- _Data provided_
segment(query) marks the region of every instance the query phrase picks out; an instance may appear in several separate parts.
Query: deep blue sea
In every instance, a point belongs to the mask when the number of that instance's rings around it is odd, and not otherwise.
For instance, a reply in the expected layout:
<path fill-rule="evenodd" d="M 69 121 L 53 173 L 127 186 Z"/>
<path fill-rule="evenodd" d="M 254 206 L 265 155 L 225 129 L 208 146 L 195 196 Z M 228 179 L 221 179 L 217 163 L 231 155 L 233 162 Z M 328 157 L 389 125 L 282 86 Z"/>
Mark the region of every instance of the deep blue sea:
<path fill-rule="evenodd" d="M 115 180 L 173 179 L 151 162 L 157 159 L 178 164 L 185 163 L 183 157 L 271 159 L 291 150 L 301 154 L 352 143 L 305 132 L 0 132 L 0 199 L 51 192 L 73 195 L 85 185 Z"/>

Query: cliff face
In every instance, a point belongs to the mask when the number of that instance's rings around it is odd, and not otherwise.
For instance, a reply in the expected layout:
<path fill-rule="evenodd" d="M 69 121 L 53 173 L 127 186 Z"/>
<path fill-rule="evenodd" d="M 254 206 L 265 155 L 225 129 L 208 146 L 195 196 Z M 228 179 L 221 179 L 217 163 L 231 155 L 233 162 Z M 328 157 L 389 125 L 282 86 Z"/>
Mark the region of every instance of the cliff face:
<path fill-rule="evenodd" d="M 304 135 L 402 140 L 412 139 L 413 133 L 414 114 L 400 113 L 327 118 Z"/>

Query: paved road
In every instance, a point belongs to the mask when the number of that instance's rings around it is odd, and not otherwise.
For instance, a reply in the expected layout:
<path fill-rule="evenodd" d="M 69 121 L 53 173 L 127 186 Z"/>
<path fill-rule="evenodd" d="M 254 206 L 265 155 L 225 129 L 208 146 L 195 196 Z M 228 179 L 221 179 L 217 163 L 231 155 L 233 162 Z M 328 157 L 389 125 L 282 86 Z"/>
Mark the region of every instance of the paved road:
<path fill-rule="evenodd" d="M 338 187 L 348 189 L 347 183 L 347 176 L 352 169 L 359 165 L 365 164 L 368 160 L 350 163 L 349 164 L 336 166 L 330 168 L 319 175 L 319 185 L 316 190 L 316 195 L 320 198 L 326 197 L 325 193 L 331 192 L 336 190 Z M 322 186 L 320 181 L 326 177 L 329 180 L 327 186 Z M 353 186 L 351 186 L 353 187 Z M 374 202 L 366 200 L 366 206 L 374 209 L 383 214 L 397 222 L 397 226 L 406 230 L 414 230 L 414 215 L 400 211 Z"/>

- _Challenge_
Recast the lines from the one containing "Query: paved road" through the end of the material, inclusive, as a JSON list of strings with one string per line and blank lines left out.

- _Problem solution_
[
  "Query: paved road",
  "In every instance, a point belongs to the mask when the number of that instance's rings around it is odd, and not otherwise.",
  "For instance, a reply in the expected layout:",
  "<path fill-rule=\"evenodd\" d=\"M 69 121 L 53 173 L 127 186 Z\"/>",
  "<path fill-rule=\"evenodd\" d=\"M 254 206 L 265 155 L 225 129 L 208 146 L 195 196 Z M 228 179 L 221 179 L 217 163 L 231 155 L 233 162 Z M 328 157 L 389 125 L 282 86 Z\"/>",
  "Mark the region of every instance of the paved road:",
  "<path fill-rule=\"evenodd\" d=\"M 338 187 L 348 189 L 347 183 L 347 176 L 352 169 L 359 165 L 365 164 L 368 160 L 350 163 L 349 164 L 336 166 L 330 168 L 319 175 L 319 185 L 316 190 L 316 195 L 320 198 L 326 197 L 325 193 L 331 192 L 336 190 Z M 322 186 L 320 181 L 326 177 L 329 180 L 327 186 Z M 353 186 L 351 186 L 353 187 Z M 374 202 L 366 200 L 366 206 L 374 209 L 383 214 L 397 222 L 397 226 L 406 230 L 414 230 L 414 215 L 400 211 Z\"/>"
]